### 抜粋
* * *

Wednesday, January 3, 2018

manila

常夏のマニラに来てからすでに数週間ですが、もちろん大昔に来た頃よりは新しい建物など増えてはいるのですが、街自体の雰囲気は変化なし。 東南アジア独特のむっとした空気とカオス感。 車検など関係なく凄まじい排気ガスをまき散らしながら走る無数のジプニー。

フィリピンの楽しみの一つはこのフルーツ。 前回パイナップルの食べ過ぎで舌がヒリヒリになった経験があるので、今回はちょっと自重。
今回驚いたのが、日本の食材がスーパーに沢山置いてあること。 もちろん値段は高いですが、いざという時には、日本のスーパーに行かなくてもある程度のものは買うことが出来ます。

以前来た時には街の中心部で爆弾騒ぎなども起こっていたので、かなり行動が制限されていたのですが、今回は初めて観光にも出てみました。
フィリピンは知っての通りスペインのフェリペ2世の名前から取られていますが、1529年からフィリピンはスペイン領となって、19世紀末まではスペインの植民地となります。 250年間はマニラとメキシコのアカプルコを繋ぐガレオン貿易が続き、そのせいか、マニラの旧市街の壁に囲まれた”イントラムロス”はメキシコな雰囲気が漂っています。
この聖堂はサン・アグスチン教会。
1571年の築で、第2次大戦の際には日本兵の指令本部として使用され、終戦直前、イントラムロスはアメリカ軍の空爆でほぼ灰塵と化しますが、唯一この建物だけ生き残ったそうです。


3艘のこのガレオン船でアカプルコとの往復をしていたそうなのですが、1艘はグアムの近くで、もう1艘はマニラ近海で沈んだそうで、1艘は大変な航海を乗り越えたそうです。


フィリピンは敬虔なローマ・カトリックの人達が多いですが、東南アジアにこのような教会があることには驚いてしまいます。


リアルなイエスやマリアの像があるあたりは、メキシコやスペインの教会を彷彿とさせます。

スペイン、ポルトガル、メキシコにある修道院のような中庭。

* * *

### データセット
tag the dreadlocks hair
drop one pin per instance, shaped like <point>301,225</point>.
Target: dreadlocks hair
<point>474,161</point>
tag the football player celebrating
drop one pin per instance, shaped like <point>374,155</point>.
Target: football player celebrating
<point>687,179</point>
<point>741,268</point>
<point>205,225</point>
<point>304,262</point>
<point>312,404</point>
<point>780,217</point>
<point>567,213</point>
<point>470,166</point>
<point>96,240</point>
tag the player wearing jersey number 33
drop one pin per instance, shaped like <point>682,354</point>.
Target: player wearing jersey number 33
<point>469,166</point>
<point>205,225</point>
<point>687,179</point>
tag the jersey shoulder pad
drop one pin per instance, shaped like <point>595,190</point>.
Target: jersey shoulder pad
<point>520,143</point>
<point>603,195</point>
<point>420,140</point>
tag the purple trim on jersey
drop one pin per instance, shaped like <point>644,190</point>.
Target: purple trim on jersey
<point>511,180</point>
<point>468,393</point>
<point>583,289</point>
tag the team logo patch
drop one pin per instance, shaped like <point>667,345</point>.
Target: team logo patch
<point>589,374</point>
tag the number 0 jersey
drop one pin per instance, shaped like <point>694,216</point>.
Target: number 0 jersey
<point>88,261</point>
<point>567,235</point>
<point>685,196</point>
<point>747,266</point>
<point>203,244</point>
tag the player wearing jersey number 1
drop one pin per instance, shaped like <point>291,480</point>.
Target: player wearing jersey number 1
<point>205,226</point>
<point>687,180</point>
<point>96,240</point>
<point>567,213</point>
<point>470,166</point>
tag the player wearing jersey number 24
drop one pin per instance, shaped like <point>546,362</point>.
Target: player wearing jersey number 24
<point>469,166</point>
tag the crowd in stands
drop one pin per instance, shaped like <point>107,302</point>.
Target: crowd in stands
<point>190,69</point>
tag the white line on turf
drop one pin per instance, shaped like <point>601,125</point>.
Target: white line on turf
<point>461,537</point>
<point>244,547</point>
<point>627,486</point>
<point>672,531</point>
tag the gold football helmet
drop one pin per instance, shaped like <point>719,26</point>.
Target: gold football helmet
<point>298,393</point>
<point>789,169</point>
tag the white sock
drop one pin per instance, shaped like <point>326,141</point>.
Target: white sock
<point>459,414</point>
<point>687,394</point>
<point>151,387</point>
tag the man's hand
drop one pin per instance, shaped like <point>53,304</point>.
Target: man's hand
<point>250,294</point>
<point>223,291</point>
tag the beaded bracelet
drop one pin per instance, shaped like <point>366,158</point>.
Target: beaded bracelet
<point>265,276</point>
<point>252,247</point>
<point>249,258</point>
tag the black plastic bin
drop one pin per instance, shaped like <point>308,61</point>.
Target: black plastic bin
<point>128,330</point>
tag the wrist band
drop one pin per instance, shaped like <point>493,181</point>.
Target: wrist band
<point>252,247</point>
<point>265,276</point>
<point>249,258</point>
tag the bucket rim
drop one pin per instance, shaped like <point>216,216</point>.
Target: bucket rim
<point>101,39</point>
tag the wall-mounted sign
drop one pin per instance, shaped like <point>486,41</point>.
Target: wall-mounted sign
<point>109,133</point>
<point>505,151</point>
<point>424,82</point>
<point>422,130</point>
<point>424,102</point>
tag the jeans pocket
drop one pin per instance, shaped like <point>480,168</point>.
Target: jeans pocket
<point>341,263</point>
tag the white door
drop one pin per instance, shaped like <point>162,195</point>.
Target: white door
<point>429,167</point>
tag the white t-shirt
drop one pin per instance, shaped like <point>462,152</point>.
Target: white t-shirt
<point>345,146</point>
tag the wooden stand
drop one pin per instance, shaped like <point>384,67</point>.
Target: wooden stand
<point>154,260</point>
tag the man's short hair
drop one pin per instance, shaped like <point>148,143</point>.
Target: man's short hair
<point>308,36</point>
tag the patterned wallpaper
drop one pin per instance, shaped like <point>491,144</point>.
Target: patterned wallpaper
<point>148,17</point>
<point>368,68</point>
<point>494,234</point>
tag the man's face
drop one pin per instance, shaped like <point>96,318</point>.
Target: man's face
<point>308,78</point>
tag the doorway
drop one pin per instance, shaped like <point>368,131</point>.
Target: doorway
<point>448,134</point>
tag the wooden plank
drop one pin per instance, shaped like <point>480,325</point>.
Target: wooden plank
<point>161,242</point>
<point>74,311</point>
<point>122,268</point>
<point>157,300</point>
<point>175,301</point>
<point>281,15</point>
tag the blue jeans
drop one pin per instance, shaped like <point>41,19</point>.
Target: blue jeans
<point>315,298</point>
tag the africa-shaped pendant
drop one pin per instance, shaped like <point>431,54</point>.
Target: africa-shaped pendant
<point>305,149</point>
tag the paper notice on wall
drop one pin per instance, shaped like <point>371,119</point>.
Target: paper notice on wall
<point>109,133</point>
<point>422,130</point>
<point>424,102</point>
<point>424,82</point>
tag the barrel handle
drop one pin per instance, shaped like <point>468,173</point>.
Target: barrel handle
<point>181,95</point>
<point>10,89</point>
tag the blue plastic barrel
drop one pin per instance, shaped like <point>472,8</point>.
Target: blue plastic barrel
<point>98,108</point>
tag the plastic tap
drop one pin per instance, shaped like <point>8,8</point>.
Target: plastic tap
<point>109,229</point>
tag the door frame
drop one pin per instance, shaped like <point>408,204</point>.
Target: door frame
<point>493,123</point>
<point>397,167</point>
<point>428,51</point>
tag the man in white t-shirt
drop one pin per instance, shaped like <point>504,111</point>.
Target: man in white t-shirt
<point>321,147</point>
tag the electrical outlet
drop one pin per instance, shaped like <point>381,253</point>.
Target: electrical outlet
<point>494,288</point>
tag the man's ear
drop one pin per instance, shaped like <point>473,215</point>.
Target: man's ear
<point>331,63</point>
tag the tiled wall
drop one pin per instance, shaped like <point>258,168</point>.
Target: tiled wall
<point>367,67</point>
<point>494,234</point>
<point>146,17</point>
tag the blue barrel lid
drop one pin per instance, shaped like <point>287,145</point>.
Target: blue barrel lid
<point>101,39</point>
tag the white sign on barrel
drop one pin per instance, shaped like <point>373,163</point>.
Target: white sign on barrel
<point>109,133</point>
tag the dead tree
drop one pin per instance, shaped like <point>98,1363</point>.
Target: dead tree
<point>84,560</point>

* * *

### 課題内容
抜粋のうち「この聖堂はサン・アグスチン教会。」から「な航海を乗り越えたそうです。」まで（両端を含む）を、「アメリカ軍」を「連合軍」に置き換えて書き直してください。

### 本課題の解答
この聖堂はサン・アグスチン教会。
1571年の築で、第2次大戦の際には日本兵の指令本部として使用され、終戦直前、イントラムロスは連合軍の空爆でほぼ灰塵と化しますが、唯一この建物だけ生き残ったそうです。


3艘のこのガレオン船でアカプルコとの往復をしていたそうなのですが、1艘はグアムの近くで、もう1艘はマニラ近海で沈んだそうで、1艘は大変な航海を乗り越えたそうです。